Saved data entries
▼

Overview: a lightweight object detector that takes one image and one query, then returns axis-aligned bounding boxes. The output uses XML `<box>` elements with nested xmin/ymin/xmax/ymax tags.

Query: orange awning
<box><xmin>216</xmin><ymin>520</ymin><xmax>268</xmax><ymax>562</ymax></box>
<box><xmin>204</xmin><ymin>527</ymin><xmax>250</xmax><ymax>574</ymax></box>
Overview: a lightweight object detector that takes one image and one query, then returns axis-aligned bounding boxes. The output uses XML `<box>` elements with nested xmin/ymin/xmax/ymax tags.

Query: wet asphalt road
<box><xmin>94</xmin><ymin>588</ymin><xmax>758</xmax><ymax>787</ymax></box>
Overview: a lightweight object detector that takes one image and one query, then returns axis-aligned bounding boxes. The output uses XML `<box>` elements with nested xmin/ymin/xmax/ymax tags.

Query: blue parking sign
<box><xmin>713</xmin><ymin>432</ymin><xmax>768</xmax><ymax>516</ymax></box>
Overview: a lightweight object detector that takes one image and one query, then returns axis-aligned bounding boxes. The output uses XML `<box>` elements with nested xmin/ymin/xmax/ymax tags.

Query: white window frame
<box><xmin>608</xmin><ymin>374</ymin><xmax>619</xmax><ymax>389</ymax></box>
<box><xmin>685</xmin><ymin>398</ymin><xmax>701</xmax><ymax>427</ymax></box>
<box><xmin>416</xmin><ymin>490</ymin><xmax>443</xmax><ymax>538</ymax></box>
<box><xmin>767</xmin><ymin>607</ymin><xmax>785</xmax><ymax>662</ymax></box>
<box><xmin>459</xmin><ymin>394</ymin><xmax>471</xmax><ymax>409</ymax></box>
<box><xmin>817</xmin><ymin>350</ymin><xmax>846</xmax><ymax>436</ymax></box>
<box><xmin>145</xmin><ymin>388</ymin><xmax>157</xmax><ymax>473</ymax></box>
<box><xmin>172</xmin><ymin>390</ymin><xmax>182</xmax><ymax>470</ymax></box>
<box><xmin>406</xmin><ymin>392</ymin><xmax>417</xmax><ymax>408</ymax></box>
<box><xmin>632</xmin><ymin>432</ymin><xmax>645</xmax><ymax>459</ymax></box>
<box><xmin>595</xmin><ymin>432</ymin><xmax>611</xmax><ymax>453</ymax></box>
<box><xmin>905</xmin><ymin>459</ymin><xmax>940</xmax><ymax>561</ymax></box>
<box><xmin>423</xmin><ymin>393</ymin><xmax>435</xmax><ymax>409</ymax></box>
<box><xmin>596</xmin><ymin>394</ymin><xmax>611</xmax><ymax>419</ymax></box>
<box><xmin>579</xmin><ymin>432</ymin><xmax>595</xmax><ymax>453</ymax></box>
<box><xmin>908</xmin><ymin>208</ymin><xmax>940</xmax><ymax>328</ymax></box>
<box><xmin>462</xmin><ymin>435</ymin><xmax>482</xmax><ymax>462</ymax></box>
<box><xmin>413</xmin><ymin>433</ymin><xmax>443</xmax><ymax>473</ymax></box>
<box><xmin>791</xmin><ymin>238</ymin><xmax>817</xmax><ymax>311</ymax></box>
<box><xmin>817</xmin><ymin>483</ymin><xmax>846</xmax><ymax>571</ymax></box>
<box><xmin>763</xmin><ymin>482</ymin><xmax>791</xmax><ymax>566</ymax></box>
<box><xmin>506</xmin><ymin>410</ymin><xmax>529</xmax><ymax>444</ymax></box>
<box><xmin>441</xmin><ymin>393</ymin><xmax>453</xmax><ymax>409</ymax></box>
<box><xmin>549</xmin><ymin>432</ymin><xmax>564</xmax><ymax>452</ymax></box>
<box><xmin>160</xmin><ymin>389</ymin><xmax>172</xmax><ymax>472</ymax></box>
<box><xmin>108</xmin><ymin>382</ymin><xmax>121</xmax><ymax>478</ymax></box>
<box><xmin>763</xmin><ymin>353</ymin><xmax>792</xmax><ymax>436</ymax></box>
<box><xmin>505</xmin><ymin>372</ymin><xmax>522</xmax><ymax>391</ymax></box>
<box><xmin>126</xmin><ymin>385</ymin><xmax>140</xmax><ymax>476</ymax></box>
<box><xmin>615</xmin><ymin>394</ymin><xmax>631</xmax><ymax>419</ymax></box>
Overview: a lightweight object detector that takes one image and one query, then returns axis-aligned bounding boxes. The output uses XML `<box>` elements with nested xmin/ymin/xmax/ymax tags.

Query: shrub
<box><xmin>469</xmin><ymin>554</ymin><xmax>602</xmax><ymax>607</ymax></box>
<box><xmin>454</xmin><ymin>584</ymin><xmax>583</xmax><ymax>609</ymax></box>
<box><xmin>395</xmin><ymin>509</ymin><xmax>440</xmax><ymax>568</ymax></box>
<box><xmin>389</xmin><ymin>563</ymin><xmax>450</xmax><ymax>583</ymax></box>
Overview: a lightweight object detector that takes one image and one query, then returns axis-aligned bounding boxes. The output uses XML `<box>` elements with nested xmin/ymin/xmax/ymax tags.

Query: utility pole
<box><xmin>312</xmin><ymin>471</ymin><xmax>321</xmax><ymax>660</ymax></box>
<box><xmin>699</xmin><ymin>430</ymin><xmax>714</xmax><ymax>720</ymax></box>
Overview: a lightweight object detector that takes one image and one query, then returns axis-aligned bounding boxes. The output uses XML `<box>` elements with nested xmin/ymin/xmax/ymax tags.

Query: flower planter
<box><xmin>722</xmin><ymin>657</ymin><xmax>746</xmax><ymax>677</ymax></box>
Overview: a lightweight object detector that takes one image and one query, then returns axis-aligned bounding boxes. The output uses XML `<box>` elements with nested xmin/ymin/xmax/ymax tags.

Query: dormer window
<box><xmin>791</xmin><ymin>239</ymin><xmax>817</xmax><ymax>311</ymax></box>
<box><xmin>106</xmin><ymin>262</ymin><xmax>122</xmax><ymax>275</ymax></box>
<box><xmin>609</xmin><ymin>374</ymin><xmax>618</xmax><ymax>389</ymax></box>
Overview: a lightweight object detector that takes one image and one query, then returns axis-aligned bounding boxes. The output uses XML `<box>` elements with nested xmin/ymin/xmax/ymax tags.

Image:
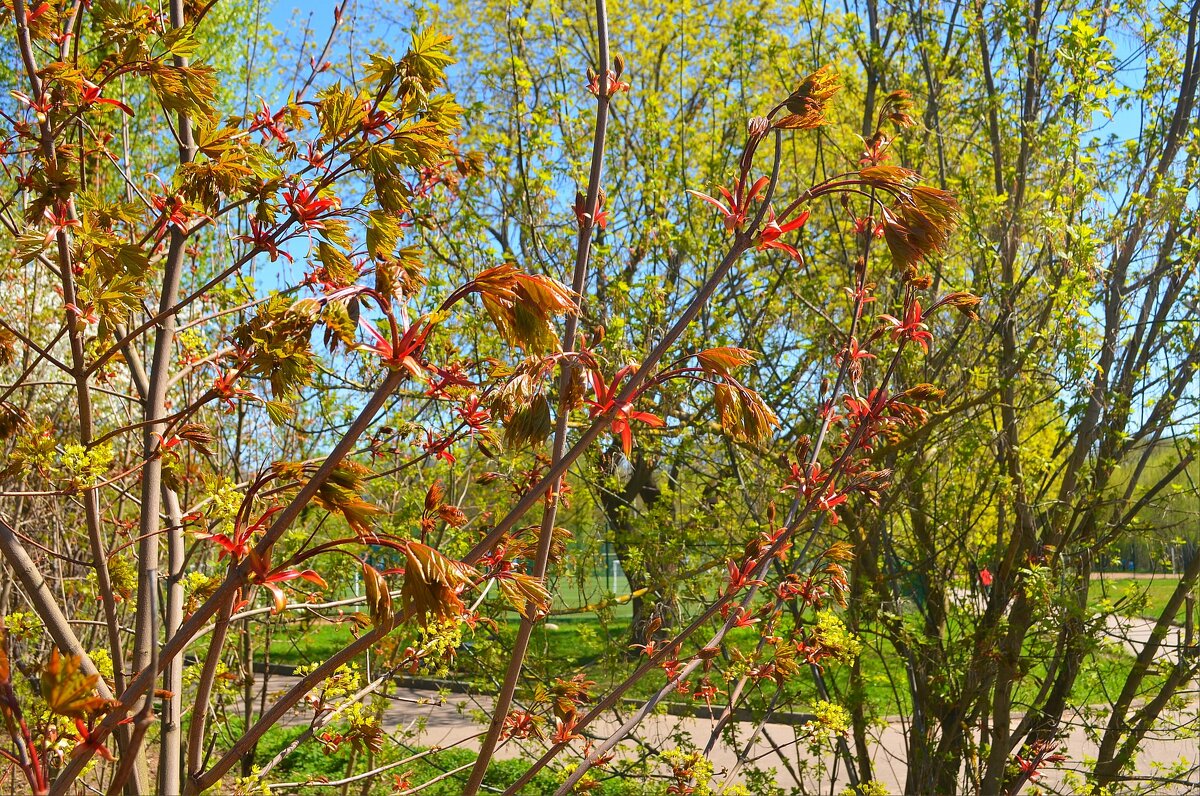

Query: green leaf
<box><xmin>147</xmin><ymin>62</ymin><xmax>217</xmax><ymax>120</ymax></box>
<box><xmin>157</xmin><ymin>23</ymin><xmax>201</xmax><ymax>59</ymax></box>
<box><xmin>264</xmin><ymin>400</ymin><xmax>296</xmax><ymax>426</ymax></box>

▲

- [WHAT YOU SHOULD DO]:
Your reply must contain each entry exactly as written and no pictures.

- [RESULT FOR THIS EXERCISE]:
Overview: a lightweight object detector that takes one image and one query, then returns axis-aligned bounding boxes. The output uses XML `<box>` elements with nested xmin/ymin/xmax/ymax tags.

Query: orange awning
<box><xmin>216</xmin><ymin>520</ymin><xmax>268</xmax><ymax>562</ymax></box>
<box><xmin>204</xmin><ymin>527</ymin><xmax>250</xmax><ymax>574</ymax></box>
Overview: a lightweight object detector that takes one image and one query, then returns axis-aligned bounding boxes. The output uses XML `<box>` elements with nested xmin/ymin/xmax/ymax tags.

Query: wet asphalt road
<box><xmin>94</xmin><ymin>588</ymin><xmax>758</xmax><ymax>787</ymax></box>
Overview: a lightweight object detector that takes one image and one query, then returns axis-aligned bounding boxes. The output uses XML `<box>` elements with nested xmin/ymin/xmax/ymax tags.

Query: blue parking sign
<box><xmin>713</xmin><ymin>432</ymin><xmax>768</xmax><ymax>516</ymax></box>
Overview: a lightweight object detector that takes one image and one query, then returns axis-aligned bounding boxes. The output uses XML `<box>` elements with nested xmin/ymin/xmax/ymax tags.

Query: white window frame
<box><xmin>608</xmin><ymin>374</ymin><xmax>619</xmax><ymax>389</ymax></box>
<box><xmin>685</xmin><ymin>398</ymin><xmax>701</xmax><ymax>427</ymax></box>
<box><xmin>416</xmin><ymin>490</ymin><xmax>443</xmax><ymax>538</ymax></box>
<box><xmin>767</xmin><ymin>607</ymin><xmax>785</xmax><ymax>662</ymax></box>
<box><xmin>459</xmin><ymin>394</ymin><xmax>471</xmax><ymax>409</ymax></box>
<box><xmin>817</xmin><ymin>350</ymin><xmax>846</xmax><ymax>436</ymax></box>
<box><xmin>145</xmin><ymin>388</ymin><xmax>157</xmax><ymax>473</ymax></box>
<box><xmin>172</xmin><ymin>390</ymin><xmax>182</xmax><ymax>470</ymax></box>
<box><xmin>406</xmin><ymin>392</ymin><xmax>417</xmax><ymax>408</ymax></box>
<box><xmin>632</xmin><ymin>432</ymin><xmax>645</xmax><ymax>459</ymax></box>
<box><xmin>595</xmin><ymin>432</ymin><xmax>611</xmax><ymax>453</ymax></box>
<box><xmin>905</xmin><ymin>459</ymin><xmax>940</xmax><ymax>561</ymax></box>
<box><xmin>423</xmin><ymin>393</ymin><xmax>435</xmax><ymax>409</ymax></box>
<box><xmin>596</xmin><ymin>394</ymin><xmax>611</xmax><ymax>419</ymax></box>
<box><xmin>579</xmin><ymin>432</ymin><xmax>595</xmax><ymax>453</ymax></box>
<box><xmin>908</xmin><ymin>208</ymin><xmax>940</xmax><ymax>328</ymax></box>
<box><xmin>462</xmin><ymin>435</ymin><xmax>482</xmax><ymax>462</ymax></box>
<box><xmin>413</xmin><ymin>433</ymin><xmax>443</xmax><ymax>473</ymax></box>
<box><xmin>791</xmin><ymin>238</ymin><xmax>817</xmax><ymax>311</ymax></box>
<box><xmin>817</xmin><ymin>483</ymin><xmax>846</xmax><ymax>571</ymax></box>
<box><xmin>763</xmin><ymin>482</ymin><xmax>791</xmax><ymax>566</ymax></box>
<box><xmin>506</xmin><ymin>410</ymin><xmax>529</xmax><ymax>444</ymax></box>
<box><xmin>441</xmin><ymin>393</ymin><xmax>453</xmax><ymax>409</ymax></box>
<box><xmin>549</xmin><ymin>432</ymin><xmax>564</xmax><ymax>452</ymax></box>
<box><xmin>160</xmin><ymin>389</ymin><xmax>172</xmax><ymax>472</ymax></box>
<box><xmin>108</xmin><ymin>382</ymin><xmax>121</xmax><ymax>478</ymax></box>
<box><xmin>763</xmin><ymin>353</ymin><xmax>792</xmax><ymax>436</ymax></box>
<box><xmin>505</xmin><ymin>372</ymin><xmax>522</xmax><ymax>391</ymax></box>
<box><xmin>126</xmin><ymin>385</ymin><xmax>140</xmax><ymax>476</ymax></box>
<box><xmin>615</xmin><ymin>394</ymin><xmax>631</xmax><ymax>419</ymax></box>
Overview: a lightweight object detector that takes one image and one query, then returns axis-aligned bounding boxes. The output uses XML `<box>` elements with nested xmin/ymin/xmax/ymax tags.

Query: shrub
<box><xmin>469</xmin><ymin>554</ymin><xmax>602</xmax><ymax>607</ymax></box>
<box><xmin>454</xmin><ymin>584</ymin><xmax>583</xmax><ymax>609</ymax></box>
<box><xmin>395</xmin><ymin>509</ymin><xmax>440</xmax><ymax>568</ymax></box>
<box><xmin>389</xmin><ymin>563</ymin><xmax>450</xmax><ymax>583</ymax></box>
Overview: a lightweight object detector that takes one image and one query, then returns axis-aligned bounding boxes. The output uses XML `<box>` elements with nested xmin/ymin/xmax/ymax tags.

Query: utility pole
<box><xmin>312</xmin><ymin>471</ymin><xmax>321</xmax><ymax>660</ymax></box>
<box><xmin>699</xmin><ymin>430</ymin><xmax>714</xmax><ymax>720</ymax></box>
Overview: a lightweight object detector that takes one image and one query, then returns axis-aligned bounding boxes. The output uses XML `<box>` elements with nested xmin/ymin/xmax/ymax tags.

Query: flower planter
<box><xmin>722</xmin><ymin>657</ymin><xmax>746</xmax><ymax>677</ymax></box>
Overview: a lightweight object detector that takes one image and one query, then returns axis-aligned bounding boxes. The output uses XML `<box>` elements with nested xmin/ymin/xmax/ymax tags.

Query: dormer window
<box><xmin>791</xmin><ymin>239</ymin><xmax>817</xmax><ymax>311</ymax></box>
<box><xmin>106</xmin><ymin>262</ymin><xmax>122</xmax><ymax>275</ymax></box>
<box><xmin>609</xmin><ymin>374</ymin><xmax>618</xmax><ymax>389</ymax></box>
Overview: a lightweight object detector that takes one image and one query, then returns axis-aligned bounding boxes. The output uses XML `<box>` elements with nested xmin/ymin/xmax/ymax tags.

Image:

Query: green leaf
<box><xmin>147</xmin><ymin>62</ymin><xmax>217</xmax><ymax>120</ymax></box>
<box><xmin>157</xmin><ymin>23</ymin><xmax>201</xmax><ymax>59</ymax></box>
<box><xmin>264</xmin><ymin>400</ymin><xmax>296</xmax><ymax>426</ymax></box>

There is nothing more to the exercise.